● Provided material:
☆ ☆ ☆

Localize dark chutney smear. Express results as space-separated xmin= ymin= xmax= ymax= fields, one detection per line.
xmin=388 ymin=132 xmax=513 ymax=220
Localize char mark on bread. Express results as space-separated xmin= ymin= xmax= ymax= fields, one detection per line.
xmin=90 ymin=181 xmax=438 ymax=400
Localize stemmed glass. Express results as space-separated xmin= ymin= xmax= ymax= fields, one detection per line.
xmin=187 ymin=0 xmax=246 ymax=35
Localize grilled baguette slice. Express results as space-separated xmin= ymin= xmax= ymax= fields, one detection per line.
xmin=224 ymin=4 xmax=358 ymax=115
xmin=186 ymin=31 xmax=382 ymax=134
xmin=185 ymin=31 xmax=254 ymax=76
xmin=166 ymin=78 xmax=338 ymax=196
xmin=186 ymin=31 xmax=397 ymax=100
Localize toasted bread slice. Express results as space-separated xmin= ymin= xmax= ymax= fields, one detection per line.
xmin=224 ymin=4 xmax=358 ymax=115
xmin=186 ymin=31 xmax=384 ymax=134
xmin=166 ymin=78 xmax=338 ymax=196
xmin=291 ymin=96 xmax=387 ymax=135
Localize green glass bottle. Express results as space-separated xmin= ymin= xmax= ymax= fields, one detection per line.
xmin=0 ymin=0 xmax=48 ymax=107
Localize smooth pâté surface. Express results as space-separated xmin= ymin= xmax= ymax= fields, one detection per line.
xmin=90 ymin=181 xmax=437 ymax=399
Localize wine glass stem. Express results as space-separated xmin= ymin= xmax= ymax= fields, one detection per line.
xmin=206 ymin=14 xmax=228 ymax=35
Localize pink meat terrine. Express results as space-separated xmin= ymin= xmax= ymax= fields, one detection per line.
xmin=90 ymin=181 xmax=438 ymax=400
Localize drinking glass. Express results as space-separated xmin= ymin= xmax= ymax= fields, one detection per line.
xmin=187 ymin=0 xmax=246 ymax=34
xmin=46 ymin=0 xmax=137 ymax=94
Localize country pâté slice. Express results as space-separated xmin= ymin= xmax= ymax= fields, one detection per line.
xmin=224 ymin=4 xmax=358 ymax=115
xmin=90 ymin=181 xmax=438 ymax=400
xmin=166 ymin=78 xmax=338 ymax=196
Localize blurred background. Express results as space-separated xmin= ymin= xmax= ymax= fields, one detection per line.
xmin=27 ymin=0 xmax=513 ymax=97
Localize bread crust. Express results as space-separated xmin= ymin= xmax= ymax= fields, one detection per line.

☆ ☆ ☆

Shift the bounding-box coordinates by 68: copy everything from the line containing "Localize country pâté" down to the end of the data, adding 68 to every coordinate value and leaving all other lines unchanged.

● Output:
Localize country pâté slice. Express results as space-separated xmin= ymin= xmax= ymax= fields, one detection per line.
xmin=292 ymin=72 xmax=426 ymax=183
xmin=158 ymin=249 xmax=506 ymax=468
xmin=234 ymin=146 xmax=406 ymax=264
Localize blurred background. Express results as space-separated xmin= ymin= xmax= ymax= fields, one detection per line.
xmin=95 ymin=68 xmax=581 ymax=165
Localize bread crust. Express results as space-separated xmin= ymin= xmax= ymax= fields, one detection per line.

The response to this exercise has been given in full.